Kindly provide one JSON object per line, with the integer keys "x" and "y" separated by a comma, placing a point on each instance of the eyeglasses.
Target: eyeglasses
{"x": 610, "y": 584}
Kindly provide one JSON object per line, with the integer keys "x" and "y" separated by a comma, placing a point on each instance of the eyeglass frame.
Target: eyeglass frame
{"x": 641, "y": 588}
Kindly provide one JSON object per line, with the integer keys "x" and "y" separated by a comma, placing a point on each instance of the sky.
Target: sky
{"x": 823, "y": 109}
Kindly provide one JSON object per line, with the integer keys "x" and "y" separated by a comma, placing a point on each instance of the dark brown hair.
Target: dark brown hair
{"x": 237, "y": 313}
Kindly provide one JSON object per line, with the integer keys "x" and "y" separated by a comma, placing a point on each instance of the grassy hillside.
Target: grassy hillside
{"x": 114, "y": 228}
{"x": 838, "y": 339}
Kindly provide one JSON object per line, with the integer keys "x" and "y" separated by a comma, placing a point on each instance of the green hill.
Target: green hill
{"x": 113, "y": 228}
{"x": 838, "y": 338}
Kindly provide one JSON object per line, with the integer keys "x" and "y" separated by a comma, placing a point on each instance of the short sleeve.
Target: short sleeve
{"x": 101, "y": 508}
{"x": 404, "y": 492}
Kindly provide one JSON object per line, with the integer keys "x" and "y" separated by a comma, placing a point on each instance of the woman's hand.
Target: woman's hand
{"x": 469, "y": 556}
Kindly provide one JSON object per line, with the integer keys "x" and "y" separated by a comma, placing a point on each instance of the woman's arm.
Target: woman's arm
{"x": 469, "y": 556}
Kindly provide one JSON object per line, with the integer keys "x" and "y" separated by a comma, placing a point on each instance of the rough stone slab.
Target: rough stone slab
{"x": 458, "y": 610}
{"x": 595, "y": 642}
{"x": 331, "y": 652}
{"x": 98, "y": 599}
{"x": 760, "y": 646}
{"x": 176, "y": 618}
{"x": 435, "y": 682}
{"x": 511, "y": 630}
+++++
▸ **Prompt**: Every record above is to be copied exactly.

▸ **Response to the task**:
Kindly provide one JSON object per line, with the integer keys "x" and "y" separated by a comma, placing a point on each instance of the eyeglasses.
Target: eyeglasses
{"x": 610, "y": 584}
Kindly provide one JSON object per line, with the integer keys "x" and "y" separated by a comma, placing a point on each instance of the eyeglass frame.
Target: eyeglass frame
{"x": 641, "y": 588}
Kindly provide one JSON object per line, with the integer keys "x" and "y" separated by a comma, placing a point on each instance of the sky.
Target: sky
{"x": 823, "y": 109}
Kindly provide one JSON object per line, with the integer keys "x" and "y" separated by a comma, placing a point on each instance of the dark brown hair.
Target: dark brown hair
{"x": 237, "y": 313}
Kindly provide one JSON object per line, with the integer keys "x" and "y" separated by a comma, placing a point on each instance of the grassy hillside.
Target: grassy hillside
{"x": 114, "y": 228}
{"x": 838, "y": 339}
Kindly provide one JSON object per line, with the integer keys "x" and "y" separated by a comma, placing a point on each instance of the green hill.
Target: green hill
{"x": 113, "y": 228}
{"x": 838, "y": 338}
Kindly provide one JSON object per line, with the integer keys "x" and "y" separated by a comma, placing a point on each instance of the short sleeve.
Target: short sleeve
{"x": 101, "y": 508}
{"x": 404, "y": 492}
Kindly provide one JSON object per line, with the integer keys "x" and "y" separated by a comma, placing a point on each instance of the woman's hand.
Target: woman's hand
{"x": 469, "y": 556}
Kindly provide one JSON object per line, with the integer keys "x" and "y" separated by a comma, placing a point on each instance of the woman's arm.
Target: woman's arm
{"x": 469, "y": 556}
Kindly provide one JSON object per line, with the integer keys "x" and "y" separated by a comma, placing a point on each instance of the rough stone slab.
Target: rough stone slab
{"x": 458, "y": 610}
{"x": 595, "y": 642}
{"x": 331, "y": 652}
{"x": 98, "y": 599}
{"x": 760, "y": 646}
{"x": 176, "y": 618}
{"x": 435, "y": 682}
{"x": 511, "y": 630}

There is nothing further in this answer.